▶ **Problem set**:
1 > Answer these from the Antonio Corona biography:
(a) Who succeeded Corona as president of the Province of Latina?
(b) Which Christian Democracy faction did Corona align with?
(c) How many days did Corona spend under house arrest?
2 > Quote the passage of the Antonio Corona biography starting at "Personal details" and ending at "by Amintore Fanfani.".

▶ **Reading text**:
****************************************
President of the Province of Latina
- In office 21 March 1989 – 6 November 1991
- Succeeded by: Severino Del Balzo

Mayor of Latina
- In office 1972–1980
- Preceded by: Vincenzo Tasciotti
- Succeeded by: Delio Redi
- In office 1983–1985
- Preceded by: Delio Redi
- Succeeded by: Delio Redi

Personal details
- Born: 29 September 1933 Foggia, Kingdom of Italy
- Died: 10 October 1994 (aged 61) Latina, Lazio, Italy
- Party: Christian Democracy

= Antonio Corona =

Antonio Corona (29 September 1933 – 10 October 1994) was an Italian politician of the Christian Democracy party who served as mayor of Latina and president of the Province of Latina.

==Life and career==
Born in Foggia, he moved during his youth to Sicily and later settled in Latina for work. He joined Christian Democracy, aligning with the party's Iniziativa democratica faction led by Amintore Fanfani.

He served as mayor of Latina from 1972 to 1980 and again from 1983 to 1985. He was later president of the Province of Latina from 1989 to 1991.

In the early 1990s, Corona was involved in the Mani pulite investigations into political corruption and was arrested in 1992 for illicit party financing. He was released the following day and spent 15 days under house arrest. He died in 1994 after a cancer illness.
****************************************
▶ **Data to examine**:
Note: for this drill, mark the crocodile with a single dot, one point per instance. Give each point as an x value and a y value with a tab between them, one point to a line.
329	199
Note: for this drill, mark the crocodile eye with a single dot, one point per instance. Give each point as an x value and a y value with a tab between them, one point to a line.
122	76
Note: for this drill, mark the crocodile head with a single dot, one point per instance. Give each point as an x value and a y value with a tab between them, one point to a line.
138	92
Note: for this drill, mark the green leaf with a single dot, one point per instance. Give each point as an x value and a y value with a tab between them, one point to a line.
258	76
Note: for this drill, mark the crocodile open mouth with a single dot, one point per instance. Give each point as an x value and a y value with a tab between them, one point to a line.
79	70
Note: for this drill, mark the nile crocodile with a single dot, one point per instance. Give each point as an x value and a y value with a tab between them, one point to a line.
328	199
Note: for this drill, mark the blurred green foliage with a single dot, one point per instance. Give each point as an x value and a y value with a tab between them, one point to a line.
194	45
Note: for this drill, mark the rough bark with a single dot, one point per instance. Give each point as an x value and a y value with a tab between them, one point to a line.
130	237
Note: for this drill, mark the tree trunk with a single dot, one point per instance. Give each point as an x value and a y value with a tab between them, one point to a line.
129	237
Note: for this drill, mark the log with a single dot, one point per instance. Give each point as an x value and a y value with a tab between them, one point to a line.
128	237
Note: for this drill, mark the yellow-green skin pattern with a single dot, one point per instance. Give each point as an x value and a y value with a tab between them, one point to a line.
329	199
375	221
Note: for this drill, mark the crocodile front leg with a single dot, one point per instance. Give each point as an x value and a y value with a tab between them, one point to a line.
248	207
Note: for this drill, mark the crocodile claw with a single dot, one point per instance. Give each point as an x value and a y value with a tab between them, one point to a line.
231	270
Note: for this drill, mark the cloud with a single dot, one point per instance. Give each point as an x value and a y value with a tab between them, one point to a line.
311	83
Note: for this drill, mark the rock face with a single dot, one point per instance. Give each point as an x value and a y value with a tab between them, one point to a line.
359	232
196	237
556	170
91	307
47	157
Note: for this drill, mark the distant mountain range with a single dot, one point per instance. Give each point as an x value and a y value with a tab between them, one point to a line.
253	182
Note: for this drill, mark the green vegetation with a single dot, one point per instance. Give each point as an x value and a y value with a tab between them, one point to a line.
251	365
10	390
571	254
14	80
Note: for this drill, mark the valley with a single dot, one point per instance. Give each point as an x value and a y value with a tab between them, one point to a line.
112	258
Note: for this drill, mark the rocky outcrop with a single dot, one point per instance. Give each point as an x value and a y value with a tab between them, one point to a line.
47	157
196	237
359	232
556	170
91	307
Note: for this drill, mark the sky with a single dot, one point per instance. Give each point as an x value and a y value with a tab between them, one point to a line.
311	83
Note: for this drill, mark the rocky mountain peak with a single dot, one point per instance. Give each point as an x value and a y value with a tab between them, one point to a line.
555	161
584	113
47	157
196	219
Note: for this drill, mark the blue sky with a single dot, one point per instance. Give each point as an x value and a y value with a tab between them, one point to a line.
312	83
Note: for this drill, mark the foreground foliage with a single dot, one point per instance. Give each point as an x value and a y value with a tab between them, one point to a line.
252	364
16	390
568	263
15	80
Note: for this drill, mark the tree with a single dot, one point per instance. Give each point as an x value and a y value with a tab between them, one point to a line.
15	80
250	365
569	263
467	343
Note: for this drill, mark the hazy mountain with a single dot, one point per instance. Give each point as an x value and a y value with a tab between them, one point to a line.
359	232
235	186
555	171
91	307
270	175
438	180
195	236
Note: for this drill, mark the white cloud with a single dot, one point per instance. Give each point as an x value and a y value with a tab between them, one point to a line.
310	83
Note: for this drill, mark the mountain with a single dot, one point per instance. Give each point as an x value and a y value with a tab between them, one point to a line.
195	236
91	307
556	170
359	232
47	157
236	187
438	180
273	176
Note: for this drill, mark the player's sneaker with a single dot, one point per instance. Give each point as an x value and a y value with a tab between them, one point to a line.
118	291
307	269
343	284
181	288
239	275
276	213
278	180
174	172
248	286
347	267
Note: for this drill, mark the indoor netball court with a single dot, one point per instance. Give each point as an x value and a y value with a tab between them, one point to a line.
****************************************
▶ **Results in order**:
1 >
(a) Severino Del Balzo
(b) The Iniziativa democratica faction, led by Amintore Fanfani
(c) 15 days

2 >
Personal details
- Born: 29 September 1933 Foggia, Kingdom of Italy
- Died: 10 October 1994 (aged 61) Latina, Lazio, Italy
- Party: Christian Democracy

= Antonio Corona =

Antonio Corona (29 September 1933 – 10 October 1994) was an Italian politician of the Christian Democracy party who served as mayor of Latina and president of the Province of Latina.

==Life and career==
Born in Foggia, he moved during his youth to Sicily and later settled in Latina for work. He joined Christian Democracy, aligning with the party's Iniziativa democratica faction led by Amintore Fanfani.